— ТЕКСТ ДЛЯ ЧТЕНИЯ —
________________

Критик из «Газетт де Франс», газеты роялистского толка, проницательно указал на новый гибрид: лирическую оду, в которой исторические события описаны с точки зрения автора – как будто бы он пережил их сам. Странно, что никто не обратил внимания на странную фразу в предисловии. Гюго писал, что «политическая концепция» поэта стала результатом «литературной концепции»{279}. Он противоречит собственному хвастливому утверждению, высказанному в 1831 году: он «ворвался в мир литературы в шестна дцатилетнем возрасте на волне политических страстей»{280}. Может быть, этот необычайно искренний поэт стал ультрароялистом просто потому, что католическая и роялистская точка зрения делали возможным представить хаос Истории в строгой, аксиоматической форме? В литературном смысле Гюго основал собственную династию. Важно, что первые пять его поэтических сборников (1822–1828) стали производными от первой книги од. Неряшливый томик отличается скромной оригинальностью: он был не просто собранием стихов, но живым самостоятельным растением, выросшим из сердца автора.
Зато четыре тома «Гана Исландца» карманного формата (однотомное издание стало раритетом) вышли анонимно в феврале 1823 года, когда Адель была уже на четвертом месяце беременности. В июле, после того как издатель объявил себя банкротом, вышло второе издание, приписанное некоему Огу{281}. Примерно в то же время окрестили слабенького первенца Гюго. Его назвали Леопольдом Виктором, в честь генерала. Ребенку нашли кормилицу и отправили в Блуа. Деревенский воздух, козье молоко и жена генерала должны были закалить его. Адель осталась в Париже: она плохо себя чувствовала и еще ни разу не уезжала от родителей. В ее тревожных письмах можно усмотреть намек на то, что ребенка принесли в жертву дружбы с генералом.

________________

— ЦЕЛЬ ЗАДАНИЯ —
Перепишите отрывок о Гюго от «Зато четыре тома» до «дружбы с генералом.», поменяв «Адель» на «Аделаида».

Сохранённые строки
________________

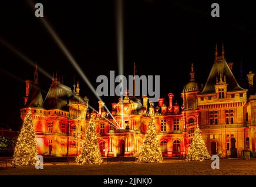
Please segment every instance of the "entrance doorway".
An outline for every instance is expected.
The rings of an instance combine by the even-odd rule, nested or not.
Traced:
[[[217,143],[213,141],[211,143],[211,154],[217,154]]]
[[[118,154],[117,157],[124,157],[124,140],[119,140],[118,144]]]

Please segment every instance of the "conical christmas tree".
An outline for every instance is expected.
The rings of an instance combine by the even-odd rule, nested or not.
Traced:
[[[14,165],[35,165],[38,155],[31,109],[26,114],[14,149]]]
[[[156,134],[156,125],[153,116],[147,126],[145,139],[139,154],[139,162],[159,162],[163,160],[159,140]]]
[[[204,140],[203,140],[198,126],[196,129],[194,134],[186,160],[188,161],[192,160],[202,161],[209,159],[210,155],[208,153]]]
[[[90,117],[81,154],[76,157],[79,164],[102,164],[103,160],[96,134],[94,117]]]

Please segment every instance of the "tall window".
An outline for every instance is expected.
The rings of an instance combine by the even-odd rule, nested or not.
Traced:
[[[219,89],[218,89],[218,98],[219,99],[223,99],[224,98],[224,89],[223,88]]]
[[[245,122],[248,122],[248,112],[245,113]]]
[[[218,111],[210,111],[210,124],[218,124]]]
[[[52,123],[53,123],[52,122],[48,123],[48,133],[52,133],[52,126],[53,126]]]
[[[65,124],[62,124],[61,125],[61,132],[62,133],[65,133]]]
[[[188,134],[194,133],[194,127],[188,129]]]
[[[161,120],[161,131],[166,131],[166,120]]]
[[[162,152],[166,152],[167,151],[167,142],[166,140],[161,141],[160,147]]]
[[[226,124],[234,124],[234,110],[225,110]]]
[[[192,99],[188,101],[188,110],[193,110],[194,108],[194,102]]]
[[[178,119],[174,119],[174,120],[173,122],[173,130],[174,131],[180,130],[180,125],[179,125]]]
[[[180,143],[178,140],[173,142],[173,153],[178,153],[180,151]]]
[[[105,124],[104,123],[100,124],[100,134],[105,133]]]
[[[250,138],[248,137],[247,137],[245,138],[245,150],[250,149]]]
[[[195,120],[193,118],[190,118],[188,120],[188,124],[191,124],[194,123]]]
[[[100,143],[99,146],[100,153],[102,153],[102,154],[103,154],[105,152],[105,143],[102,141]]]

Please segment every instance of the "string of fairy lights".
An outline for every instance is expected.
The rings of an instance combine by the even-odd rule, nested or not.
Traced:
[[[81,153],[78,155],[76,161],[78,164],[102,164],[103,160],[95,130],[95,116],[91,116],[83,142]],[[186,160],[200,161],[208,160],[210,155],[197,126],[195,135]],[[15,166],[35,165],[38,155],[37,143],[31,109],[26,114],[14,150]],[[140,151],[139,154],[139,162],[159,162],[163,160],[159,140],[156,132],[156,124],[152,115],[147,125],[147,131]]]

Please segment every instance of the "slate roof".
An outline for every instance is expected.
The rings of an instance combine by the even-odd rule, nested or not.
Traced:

________________

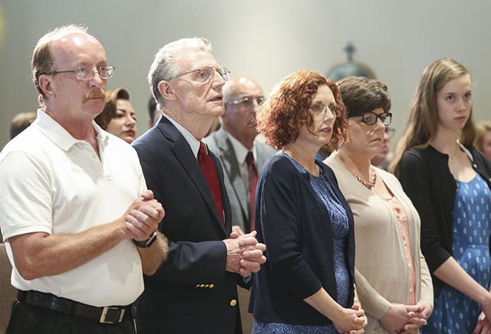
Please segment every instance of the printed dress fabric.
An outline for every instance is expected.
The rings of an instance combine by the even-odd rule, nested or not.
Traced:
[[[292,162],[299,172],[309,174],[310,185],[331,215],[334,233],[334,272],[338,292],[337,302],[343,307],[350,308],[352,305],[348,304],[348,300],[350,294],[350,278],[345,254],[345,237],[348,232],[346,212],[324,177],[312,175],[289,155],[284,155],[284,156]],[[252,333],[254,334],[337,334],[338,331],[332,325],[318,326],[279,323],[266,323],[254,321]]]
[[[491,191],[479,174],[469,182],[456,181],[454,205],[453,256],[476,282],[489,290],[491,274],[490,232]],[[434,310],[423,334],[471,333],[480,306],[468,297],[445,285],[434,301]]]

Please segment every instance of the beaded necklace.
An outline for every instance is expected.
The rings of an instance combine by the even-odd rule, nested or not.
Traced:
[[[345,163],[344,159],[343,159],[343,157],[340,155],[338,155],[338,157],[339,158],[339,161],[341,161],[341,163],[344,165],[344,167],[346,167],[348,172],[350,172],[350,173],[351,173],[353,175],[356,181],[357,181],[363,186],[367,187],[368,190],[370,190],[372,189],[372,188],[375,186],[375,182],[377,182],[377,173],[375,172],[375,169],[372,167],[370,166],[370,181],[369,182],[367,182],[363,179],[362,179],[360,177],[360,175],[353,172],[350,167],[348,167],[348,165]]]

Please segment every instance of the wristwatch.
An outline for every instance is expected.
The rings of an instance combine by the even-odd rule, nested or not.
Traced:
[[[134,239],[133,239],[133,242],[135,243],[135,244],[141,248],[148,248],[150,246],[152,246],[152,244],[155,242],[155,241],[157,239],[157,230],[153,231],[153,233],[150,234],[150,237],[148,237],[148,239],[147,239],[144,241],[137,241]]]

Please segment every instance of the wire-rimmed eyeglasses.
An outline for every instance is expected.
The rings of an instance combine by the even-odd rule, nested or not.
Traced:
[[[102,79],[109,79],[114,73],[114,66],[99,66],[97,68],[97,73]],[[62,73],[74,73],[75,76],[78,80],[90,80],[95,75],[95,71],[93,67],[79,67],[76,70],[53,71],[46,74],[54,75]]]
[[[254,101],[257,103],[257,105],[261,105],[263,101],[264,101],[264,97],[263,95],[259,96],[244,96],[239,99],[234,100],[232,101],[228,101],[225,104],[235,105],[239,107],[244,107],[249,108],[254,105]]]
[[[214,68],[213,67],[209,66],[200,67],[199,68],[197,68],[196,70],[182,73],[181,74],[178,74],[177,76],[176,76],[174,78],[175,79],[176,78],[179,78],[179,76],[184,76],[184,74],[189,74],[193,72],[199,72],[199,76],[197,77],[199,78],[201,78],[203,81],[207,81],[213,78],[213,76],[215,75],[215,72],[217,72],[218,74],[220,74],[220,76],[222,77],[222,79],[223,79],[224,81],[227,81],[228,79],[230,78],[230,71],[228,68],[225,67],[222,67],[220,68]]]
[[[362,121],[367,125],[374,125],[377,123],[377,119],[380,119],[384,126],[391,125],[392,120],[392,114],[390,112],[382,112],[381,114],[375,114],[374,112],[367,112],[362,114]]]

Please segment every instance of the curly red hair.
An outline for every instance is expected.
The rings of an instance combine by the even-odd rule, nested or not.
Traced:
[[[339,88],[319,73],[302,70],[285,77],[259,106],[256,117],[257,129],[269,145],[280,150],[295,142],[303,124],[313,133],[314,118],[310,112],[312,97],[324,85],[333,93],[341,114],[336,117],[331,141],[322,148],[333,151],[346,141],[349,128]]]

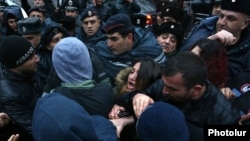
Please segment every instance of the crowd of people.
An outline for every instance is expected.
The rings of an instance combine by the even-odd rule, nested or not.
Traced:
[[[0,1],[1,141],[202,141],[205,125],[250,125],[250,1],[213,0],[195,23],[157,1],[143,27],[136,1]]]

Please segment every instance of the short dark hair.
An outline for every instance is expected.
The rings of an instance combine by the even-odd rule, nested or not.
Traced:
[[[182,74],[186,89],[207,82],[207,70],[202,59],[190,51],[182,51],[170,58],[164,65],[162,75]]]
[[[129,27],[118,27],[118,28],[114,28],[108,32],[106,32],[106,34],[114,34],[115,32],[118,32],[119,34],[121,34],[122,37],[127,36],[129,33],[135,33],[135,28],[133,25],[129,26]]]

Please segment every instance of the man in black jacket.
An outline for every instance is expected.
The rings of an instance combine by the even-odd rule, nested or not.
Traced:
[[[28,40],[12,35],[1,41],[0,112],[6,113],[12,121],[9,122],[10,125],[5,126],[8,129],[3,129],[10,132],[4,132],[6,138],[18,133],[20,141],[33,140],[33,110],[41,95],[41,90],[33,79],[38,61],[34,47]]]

________________

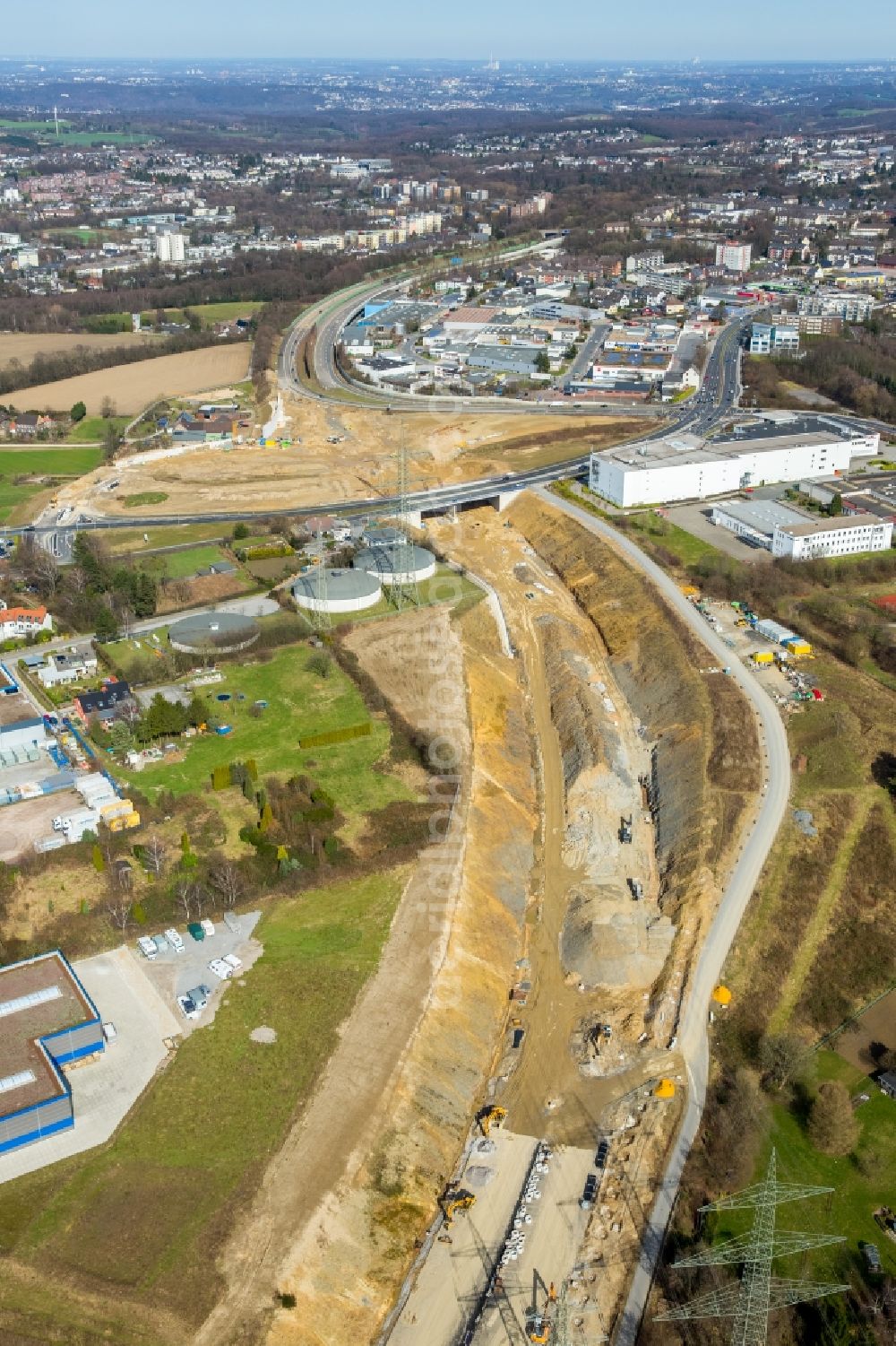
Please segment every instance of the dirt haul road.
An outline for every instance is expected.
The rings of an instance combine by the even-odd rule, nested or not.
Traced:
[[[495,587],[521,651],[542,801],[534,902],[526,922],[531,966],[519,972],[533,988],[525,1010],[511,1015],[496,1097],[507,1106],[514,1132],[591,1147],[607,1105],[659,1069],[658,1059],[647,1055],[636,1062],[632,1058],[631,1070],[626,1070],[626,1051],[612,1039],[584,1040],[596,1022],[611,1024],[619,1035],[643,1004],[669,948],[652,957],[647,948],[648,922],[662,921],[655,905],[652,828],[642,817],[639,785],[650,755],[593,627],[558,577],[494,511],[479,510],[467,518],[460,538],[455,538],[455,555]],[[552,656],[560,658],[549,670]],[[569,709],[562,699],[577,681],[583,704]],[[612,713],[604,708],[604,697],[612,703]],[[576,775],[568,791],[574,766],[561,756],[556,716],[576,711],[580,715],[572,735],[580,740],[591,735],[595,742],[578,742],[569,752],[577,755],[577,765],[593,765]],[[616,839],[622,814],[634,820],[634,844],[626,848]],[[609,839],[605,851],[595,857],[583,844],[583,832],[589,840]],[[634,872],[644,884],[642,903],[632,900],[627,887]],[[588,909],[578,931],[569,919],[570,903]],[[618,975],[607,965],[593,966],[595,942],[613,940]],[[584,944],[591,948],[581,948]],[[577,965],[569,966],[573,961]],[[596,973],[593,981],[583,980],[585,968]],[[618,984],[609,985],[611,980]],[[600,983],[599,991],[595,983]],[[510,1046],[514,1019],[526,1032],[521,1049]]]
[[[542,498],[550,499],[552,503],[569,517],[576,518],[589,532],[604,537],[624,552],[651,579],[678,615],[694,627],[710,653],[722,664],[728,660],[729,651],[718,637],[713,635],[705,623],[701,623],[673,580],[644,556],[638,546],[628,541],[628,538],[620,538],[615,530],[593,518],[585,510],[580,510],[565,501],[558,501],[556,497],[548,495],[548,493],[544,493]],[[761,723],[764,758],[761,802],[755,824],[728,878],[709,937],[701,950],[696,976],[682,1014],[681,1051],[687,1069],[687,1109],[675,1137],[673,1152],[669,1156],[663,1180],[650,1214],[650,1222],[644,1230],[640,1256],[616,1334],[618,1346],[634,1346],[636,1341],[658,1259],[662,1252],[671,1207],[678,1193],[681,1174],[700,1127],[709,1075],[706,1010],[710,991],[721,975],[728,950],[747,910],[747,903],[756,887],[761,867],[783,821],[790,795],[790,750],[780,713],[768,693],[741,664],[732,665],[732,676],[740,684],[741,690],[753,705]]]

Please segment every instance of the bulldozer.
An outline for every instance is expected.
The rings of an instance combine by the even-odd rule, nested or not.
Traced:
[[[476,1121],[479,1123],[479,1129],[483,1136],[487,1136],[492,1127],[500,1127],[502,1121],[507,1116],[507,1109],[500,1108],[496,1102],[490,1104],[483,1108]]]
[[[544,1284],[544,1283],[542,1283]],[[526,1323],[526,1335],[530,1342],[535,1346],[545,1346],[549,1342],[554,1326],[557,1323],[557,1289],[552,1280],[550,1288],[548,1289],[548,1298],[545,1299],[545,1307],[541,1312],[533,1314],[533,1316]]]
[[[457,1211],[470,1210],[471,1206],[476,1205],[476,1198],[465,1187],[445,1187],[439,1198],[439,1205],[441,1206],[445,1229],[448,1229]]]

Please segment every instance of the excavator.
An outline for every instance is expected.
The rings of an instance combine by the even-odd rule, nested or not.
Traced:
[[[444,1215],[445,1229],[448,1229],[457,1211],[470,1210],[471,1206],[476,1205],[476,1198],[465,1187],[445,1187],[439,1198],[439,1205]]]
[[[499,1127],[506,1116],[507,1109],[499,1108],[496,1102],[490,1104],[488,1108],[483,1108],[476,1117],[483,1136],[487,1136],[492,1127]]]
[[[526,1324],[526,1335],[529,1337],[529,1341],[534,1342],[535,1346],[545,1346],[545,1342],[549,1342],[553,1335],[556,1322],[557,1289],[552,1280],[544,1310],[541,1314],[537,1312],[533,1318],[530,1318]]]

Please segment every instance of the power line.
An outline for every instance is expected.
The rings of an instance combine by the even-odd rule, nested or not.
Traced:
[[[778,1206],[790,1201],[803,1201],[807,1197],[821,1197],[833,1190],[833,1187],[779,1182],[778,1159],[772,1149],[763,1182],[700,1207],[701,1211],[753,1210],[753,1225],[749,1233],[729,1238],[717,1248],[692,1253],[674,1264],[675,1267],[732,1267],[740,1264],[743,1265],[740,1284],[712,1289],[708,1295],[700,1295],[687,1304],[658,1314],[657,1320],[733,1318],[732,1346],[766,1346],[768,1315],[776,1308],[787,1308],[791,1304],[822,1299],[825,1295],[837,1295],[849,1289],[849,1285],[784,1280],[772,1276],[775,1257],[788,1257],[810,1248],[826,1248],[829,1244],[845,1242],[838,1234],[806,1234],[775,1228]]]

________________

— РЕЗУЛЬТАТ УПРАЖНЕНИЯ —
Зато четыре тома «Гана Исландца» карманного формата (однотомное издание стало раритетом) вышли анонимно в феврале 1823 года, когда Аделаида была уже на четвертом месяце беременности. В июле, после того как издатель объявил себя банкротом, вышло второе издание, приписанное некоему Огу{281}. Примерно в то же время окрестили слабенького первенца Гюго. Его назвали Леопольдом Виктором, в честь генерала. Ребенку нашли кормилицу и отправили в Блуа. Деревенский воздух, козье молоко и жена генерала должны были закалить его. Аделаида осталась в Париже: она плохо себя чувствовала и еще ни разу не уезжала от родителей. В ее тревожных письмах можно усмотреть намек на то, что ребенка принесли в жертву дружбы с генералом.